◆ TEXT SHOWN
########
The basic approach of the SVM-RCE is to first cluster the gene expression profiles into n clusters, using K-means. A score Score(X(s i ), f, r), is assigned to each of the clusters by linear SVM, indicating its success at separating samples in the classification task. The d% clusters (or d clusters) with the lowest scores are then removed from the analysis. Steps 1 to Step 5 are repeated until the number n of clusters is decreased to m.

Let Z denote the testing dataset. At step 4 an SVM classifier is built from the training dataset using the surviving genes S. This classifier is then tested on Z to estimate the performance. See Figure 3 the "Test" panel on the right side.

For the current version, the choice of n and m are determined by the investigator. In this implementation, the default value of m is 2, indicating that the method is required to capture the top 2 significant clusters (groups) of genes. However, accuracy is determined after each round of cluster elimination and a higher number of clusters could be more accurate than the final two.
########
◆ RECORDED DATA
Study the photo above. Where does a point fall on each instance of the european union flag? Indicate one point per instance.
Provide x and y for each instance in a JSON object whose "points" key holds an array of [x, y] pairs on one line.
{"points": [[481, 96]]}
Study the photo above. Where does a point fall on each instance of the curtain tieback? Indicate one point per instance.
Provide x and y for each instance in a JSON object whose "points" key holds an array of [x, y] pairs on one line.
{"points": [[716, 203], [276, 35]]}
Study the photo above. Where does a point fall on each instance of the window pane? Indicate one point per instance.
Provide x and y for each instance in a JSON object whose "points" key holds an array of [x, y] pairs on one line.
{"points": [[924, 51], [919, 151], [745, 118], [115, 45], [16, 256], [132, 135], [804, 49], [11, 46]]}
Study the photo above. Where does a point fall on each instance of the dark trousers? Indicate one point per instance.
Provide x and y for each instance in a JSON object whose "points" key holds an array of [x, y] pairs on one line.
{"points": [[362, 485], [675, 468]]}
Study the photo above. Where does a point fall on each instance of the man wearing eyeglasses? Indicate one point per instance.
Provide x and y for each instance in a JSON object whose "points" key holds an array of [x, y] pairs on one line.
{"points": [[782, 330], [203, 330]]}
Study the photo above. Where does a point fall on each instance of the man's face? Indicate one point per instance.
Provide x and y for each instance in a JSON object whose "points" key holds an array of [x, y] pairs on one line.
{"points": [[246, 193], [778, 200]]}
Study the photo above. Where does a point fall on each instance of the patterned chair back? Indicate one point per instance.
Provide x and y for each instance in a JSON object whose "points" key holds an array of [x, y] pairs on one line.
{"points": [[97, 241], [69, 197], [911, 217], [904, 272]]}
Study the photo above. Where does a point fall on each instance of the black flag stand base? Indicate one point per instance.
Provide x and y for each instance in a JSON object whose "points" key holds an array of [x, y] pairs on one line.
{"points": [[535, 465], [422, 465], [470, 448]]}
########
◆ YOUR ASSIGNMENT
List every single-letter symbol whose meaning the text on SVM-RCE explains, and give what each one stands for. The records are separate material, unrelated to the text on SVM-RCE.

◆ FINISHED TASK
- n: the number of clusters the gene expression profiles are first grouped into
- d: the percentage (or number) of lowest-scoring clusters removed
- m: the number of clusters the process reduces n to (default 2)
- Z: the testing dataset
- S: the surviving genes used to build the SVM classifier